Selected text START

AFTER THE BIRTH of my first child, I found motherhood to be overwhelming. The labor and delivery were longer and harder than I had expected. When I took my new baby boy home from the hospital I was completely exhausted, but unable to sleep. I had no appetite, would often sob uncontrollably, and I became very depressed. My mother told me that she had had such an easy time giving birth and making the transition to motherhood, so I expected my whole experience would be peaceful. That's why these feelings surprised me.

Early in the pregnancy, I had called a Christian Science practitioner to pray for me and our child throughout the labor and delivery. As any mother knows, there is a great deal of focus on the physical development of the baby and on the mother during pregnancy, and I felt that prayer would help me stay focused on the true, spiritual origin and heritage of my child—and of me. My husband was supportive of Christian Science and my desire to have this help from the practitioner, but we agreed that I would regularly visit a doctor for prenatal checkups and have a hospital birth.

Yet, when our baby was still a newborn, I felt so overwhelmed by what I viewed as my inadequacy as a mother that one evening I came up with a plan to kill myself just before my husband was expected home from work. Thankfully, a few minutes later I recall coming to my senses and thinking, This is not me! It was completely out of character for me to think this way.

Selected text END

■ The problem
Please repeat the account of early motherhood word for word, from "AFTER THE BIRTH" to "feelings surprised me.".

Recorded data START

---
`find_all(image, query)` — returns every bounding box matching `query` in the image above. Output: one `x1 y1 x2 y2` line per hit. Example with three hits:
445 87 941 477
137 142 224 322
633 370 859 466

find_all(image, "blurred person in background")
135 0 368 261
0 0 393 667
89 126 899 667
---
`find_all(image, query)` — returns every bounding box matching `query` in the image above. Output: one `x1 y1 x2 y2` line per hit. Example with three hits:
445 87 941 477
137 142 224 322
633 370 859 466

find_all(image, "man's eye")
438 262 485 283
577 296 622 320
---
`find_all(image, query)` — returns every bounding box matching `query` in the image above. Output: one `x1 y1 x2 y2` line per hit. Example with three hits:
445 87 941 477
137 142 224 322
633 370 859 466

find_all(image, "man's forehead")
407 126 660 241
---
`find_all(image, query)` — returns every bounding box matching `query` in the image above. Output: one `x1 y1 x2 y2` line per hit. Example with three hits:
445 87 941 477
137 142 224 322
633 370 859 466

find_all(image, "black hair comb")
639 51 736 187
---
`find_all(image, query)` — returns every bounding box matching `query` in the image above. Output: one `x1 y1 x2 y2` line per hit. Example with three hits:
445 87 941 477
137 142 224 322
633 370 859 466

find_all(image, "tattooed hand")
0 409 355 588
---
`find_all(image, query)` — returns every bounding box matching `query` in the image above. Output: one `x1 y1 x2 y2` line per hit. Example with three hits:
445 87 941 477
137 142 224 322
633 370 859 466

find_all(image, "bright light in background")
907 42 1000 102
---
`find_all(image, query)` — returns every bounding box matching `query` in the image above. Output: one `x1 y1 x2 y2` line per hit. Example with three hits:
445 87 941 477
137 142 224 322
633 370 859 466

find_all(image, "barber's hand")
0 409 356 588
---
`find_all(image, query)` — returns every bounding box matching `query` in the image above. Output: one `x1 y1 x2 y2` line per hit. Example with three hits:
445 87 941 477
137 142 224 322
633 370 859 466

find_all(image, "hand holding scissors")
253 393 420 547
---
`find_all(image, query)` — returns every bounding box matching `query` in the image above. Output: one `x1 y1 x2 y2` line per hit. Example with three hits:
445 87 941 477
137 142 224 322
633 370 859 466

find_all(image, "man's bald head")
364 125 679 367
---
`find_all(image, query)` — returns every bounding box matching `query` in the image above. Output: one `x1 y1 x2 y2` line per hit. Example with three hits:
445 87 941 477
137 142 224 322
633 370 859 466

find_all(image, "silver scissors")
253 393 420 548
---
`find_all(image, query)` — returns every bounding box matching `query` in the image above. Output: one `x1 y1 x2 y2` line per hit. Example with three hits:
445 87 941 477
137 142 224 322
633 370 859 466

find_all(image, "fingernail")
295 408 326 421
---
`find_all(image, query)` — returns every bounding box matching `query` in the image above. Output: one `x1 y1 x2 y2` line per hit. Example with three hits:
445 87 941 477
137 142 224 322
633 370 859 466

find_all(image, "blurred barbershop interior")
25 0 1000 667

Recorded data END
Recorded data START

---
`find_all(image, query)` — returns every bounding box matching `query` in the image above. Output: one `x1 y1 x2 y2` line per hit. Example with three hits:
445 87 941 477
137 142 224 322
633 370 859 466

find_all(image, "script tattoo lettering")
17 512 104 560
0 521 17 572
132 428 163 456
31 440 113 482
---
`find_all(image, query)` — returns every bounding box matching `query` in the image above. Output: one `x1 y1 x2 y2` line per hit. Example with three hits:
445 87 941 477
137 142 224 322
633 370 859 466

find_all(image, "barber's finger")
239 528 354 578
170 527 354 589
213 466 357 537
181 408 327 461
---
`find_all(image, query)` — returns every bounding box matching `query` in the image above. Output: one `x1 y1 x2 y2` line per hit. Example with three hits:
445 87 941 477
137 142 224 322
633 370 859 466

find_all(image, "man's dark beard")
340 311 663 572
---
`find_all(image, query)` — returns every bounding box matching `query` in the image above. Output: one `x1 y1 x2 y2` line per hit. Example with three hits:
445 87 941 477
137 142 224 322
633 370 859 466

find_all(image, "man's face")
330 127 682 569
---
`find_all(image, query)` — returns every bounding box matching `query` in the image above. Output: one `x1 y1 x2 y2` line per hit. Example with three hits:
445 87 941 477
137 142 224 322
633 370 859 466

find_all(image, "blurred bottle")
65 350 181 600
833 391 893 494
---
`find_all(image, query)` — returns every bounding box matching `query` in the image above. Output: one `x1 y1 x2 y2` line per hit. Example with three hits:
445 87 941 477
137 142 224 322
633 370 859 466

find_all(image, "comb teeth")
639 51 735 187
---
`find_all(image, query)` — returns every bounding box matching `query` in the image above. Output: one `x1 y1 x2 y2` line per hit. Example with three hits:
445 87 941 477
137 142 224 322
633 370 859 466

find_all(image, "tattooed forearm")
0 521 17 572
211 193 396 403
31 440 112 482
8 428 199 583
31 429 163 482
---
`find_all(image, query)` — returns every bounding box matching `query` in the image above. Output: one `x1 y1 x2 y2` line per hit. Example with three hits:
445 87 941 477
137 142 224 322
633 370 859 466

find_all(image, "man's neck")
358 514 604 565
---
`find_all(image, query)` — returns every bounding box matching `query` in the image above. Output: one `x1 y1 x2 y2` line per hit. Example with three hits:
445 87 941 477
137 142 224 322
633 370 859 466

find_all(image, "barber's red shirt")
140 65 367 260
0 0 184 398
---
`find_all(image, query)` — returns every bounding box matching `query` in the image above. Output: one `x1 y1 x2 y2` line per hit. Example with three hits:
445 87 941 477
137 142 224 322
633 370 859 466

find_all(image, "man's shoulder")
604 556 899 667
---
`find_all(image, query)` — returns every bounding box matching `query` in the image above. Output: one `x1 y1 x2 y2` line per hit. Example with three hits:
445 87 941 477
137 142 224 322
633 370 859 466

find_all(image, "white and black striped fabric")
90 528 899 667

Recorded data END
Recorded data START

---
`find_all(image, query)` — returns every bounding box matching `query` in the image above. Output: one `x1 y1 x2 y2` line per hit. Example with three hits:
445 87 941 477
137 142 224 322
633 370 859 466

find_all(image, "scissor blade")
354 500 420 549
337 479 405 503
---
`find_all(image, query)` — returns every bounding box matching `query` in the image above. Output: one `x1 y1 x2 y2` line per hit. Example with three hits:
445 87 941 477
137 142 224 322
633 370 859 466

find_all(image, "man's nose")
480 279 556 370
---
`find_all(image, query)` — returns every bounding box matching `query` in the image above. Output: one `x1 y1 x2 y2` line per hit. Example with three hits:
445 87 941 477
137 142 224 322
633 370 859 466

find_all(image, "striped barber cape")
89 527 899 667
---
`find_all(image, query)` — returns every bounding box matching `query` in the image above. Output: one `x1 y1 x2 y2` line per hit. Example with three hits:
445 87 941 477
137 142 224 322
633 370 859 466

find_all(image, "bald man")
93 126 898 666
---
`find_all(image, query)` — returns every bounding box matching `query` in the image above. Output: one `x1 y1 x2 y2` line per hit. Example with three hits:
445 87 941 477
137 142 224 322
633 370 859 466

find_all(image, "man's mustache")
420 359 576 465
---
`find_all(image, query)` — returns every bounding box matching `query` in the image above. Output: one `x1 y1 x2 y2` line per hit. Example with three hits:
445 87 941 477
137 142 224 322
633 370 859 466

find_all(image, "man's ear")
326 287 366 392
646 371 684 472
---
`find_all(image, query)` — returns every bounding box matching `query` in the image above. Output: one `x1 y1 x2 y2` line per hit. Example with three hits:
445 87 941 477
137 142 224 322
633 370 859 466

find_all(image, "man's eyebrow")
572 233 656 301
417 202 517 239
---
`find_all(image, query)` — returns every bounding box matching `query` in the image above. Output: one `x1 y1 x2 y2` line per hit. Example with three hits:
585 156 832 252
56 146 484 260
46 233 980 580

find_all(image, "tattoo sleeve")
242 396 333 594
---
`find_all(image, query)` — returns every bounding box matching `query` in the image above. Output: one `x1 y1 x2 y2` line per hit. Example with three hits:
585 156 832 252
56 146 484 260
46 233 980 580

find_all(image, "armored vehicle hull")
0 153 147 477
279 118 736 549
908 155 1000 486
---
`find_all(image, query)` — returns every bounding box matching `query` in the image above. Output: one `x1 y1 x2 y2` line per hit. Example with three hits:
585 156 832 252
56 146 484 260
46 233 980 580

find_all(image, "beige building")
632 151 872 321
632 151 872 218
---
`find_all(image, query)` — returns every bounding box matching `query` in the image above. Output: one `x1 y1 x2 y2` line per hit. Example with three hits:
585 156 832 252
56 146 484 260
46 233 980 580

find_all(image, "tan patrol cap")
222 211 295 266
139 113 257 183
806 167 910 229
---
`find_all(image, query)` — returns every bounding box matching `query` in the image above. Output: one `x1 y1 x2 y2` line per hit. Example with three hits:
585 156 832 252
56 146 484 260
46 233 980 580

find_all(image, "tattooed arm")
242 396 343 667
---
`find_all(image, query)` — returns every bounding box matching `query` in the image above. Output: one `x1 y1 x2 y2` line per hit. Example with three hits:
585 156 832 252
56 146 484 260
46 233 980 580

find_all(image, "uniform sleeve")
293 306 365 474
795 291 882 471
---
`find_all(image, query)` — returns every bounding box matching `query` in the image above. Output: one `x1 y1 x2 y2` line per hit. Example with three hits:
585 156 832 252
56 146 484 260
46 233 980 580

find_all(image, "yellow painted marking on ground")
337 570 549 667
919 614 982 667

Recorded data END

■ Solved problem
AFTER THE BIRTH of my first child, I found motherhood to be overwhelming. The labor and delivery were longer and harder than I had expected. When I took my new baby boy home from the hospital I was completely exhausted, but unable to sleep. I had no appetite, would often sob uncontrollably, and I became very depressed. My mother told me that she had had such an easy time giving birth and making the transition to motherhood, so I expected my whole experience would be peaceful. That's why these feelings surprised me.